● DIRECTIONS
Every line of the data below should be repeated exactly, and no picture should be copied.

(Items listed in a dataset)

-- Opening Marker --

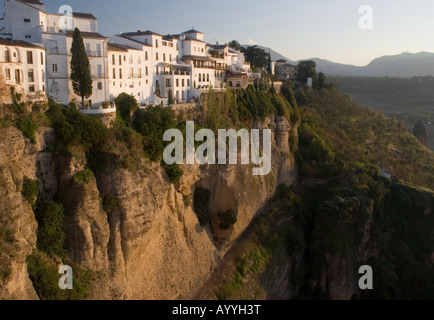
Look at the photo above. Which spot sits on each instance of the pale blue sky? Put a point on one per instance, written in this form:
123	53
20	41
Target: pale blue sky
327	29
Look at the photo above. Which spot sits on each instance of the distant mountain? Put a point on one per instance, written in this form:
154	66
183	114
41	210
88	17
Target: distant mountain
402	65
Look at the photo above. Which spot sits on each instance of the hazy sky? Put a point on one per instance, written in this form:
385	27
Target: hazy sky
327	29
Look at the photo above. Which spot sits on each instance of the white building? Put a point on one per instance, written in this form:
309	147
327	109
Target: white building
27	20
150	66
23	66
183	64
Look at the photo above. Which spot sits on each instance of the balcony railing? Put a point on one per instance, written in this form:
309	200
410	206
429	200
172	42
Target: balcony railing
91	53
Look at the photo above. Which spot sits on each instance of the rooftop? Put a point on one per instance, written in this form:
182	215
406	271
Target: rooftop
193	31
83	15
18	43
36	2
141	33
88	35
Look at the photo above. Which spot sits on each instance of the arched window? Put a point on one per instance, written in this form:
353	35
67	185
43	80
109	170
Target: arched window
7	55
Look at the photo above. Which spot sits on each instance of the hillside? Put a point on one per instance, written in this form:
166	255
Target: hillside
405	65
408	100
310	244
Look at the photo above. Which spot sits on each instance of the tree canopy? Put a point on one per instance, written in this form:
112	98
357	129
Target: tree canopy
306	69
256	56
235	45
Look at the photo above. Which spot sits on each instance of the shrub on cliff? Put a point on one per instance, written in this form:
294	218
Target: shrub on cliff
50	235
201	205
152	123
228	219
84	176
125	106
173	171
30	189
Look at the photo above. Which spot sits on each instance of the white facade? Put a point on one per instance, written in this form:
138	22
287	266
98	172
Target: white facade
147	65
27	20
23	66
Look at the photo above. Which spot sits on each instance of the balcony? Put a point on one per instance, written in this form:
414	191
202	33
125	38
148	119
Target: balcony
91	53
98	76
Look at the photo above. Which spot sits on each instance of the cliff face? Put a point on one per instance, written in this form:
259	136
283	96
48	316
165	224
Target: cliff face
133	228
18	158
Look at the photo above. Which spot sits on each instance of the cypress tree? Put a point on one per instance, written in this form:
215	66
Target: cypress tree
419	131
80	71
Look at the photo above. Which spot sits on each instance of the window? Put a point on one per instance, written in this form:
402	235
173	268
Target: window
17	76
8	55
31	75
29	57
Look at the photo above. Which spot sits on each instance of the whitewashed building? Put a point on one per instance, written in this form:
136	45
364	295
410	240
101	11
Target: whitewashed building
27	20
23	66
153	68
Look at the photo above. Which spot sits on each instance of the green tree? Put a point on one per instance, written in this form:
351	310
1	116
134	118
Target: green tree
256	56
80	71
320	81
235	45
269	64
419	131
306	69
126	104
170	97
50	216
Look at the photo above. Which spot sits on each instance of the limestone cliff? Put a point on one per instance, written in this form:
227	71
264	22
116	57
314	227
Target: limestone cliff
134	228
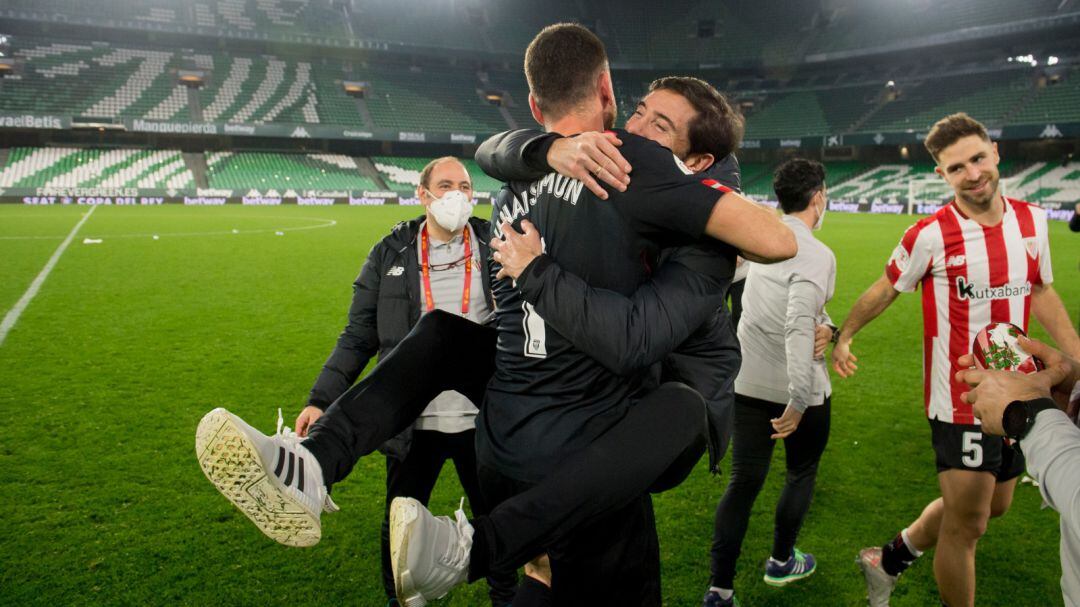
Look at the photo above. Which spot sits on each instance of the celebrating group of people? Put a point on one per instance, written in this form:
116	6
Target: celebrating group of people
574	356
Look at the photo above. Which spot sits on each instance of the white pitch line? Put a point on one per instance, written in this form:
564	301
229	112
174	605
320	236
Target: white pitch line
14	313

-- Closing Marker --

● EXERCISE RESPONSE
Look at the photo above. Which spot sits on each instance of the pale blue sky? Put a point on one per instance, written in this form:
123	53
20	41
Target: pale blue sky
327	29
Look at the photo above. Which spot sits on each instance of the distant mountain? Put a point on one per instance, written in this form:
154	66
183	114
41	210
88	17
Target: distant mountain
402	65
Look at the photo above. Which spot sits on each instance of the hazy sky? Put a point on one per instance, written in this form:
385	27
Target: hazy sky
327	29
Look at the photo above. Which spot sits on each instance of the white building? Put a point on one per instance, written in this form:
309	147
327	109
Target: white building
27	20
150	66
23	66
183	64
Look at the photo above. Which spot sits on each instance of the balcony railing? Put a point on one per instance, written in this form:
309	200
410	206
429	200
172	42
Target: balcony railing
91	53
Look at the photo above. Which spot sits on each instance of the rooftop? Put a point on one per instance, written in this form:
182	215
406	271
Target: rooftop
193	31
83	15
18	43
36	2
141	33
88	35
Look at the photo above. Which spot sits on each instance of the arched window? Put a point on one per instance, written in this form:
353	35
67	185
43	80
109	170
Target: arched window
7	55
Look at the photo above. Which spot sits on each instance of the hillside? Put a point on one per instance, written in this form:
166	255
Target: hillside
405	65
408	100
310	244
Look at the photo above. Which spot sits on each instance of the tree canopy? Put a point on one per instance, written in this form:
112	98
357	129
Target: tree canopy
306	69
256	56
235	45
Look at the photo above. Which spot sits on each instance of the shrub on cliff? Put a point on one per instance, written in this form:
294	218
Target: shrub on cliff
50	235
201	205
152	123
228	219
84	176
125	106
173	171
30	189
Look at the photo above. Which spot sits on each instance of the white facade? Put a point on one per instance, written in this form:
138	22
287	266
98	172
Target: white facade
147	65
27	20
23	66
Look at the photo above. Which spot sits on each instance of the balcony? Put a point on one per instance, written in this form:
414	191
202	33
125	38
148	119
Target: balcony
91	53
98	76
Look at the photo above. Which spot sits on each instance of the cliff face? Put a point on one per instance, written in this form:
259	136
283	96
48	316
165	224
Target: cliff face
133	228
18	158
Look at the photo above. Which spot sits on each instance of the cypress tree? Put a point on one per instance, written in this form:
215	66
Target: cypress tree
419	131
80	71
Look at the photo above. Which spot sits on each instance of the window? Put a point on one per instance, written in this form:
402	235
173	268
Target: window
17	76
8	55
31	75
29	57
Look at the photo above. Which spot sits on each instance of the whitewashed building? Put a point on one per instance, written in this form:
136	45
364	295
410	240
101	11
Target: whitewashed building
27	20
23	66
153	68
Look at the photo above. Which spot sits on each instance of the green tree? Put a point on one per instance, written in this form:
351	310
1	116
134	118
Target: green tree
256	56
80	71
320	81
235	45
269	64
419	131
306	69
126	104
170	97
50	216
Look at the photo above. Which spot sits on each instance of the limestone cliff? Put a point on one per instance, written in this form:
227	71
264	22
116	57
314	227
Target: limestone cliff
134	228
Look at the photo above. Which spot sits on each instance of the celebrating group of people? Put a point on one per instance, written in this form:
116	6
Target: celebrating group of people
574	356
Look at the photo above. Which spot sits on each instance of the white pitch line? Put a point on one per instance, written in this form:
564	301
229	112
174	605
320	236
Target: white pitch line
14	313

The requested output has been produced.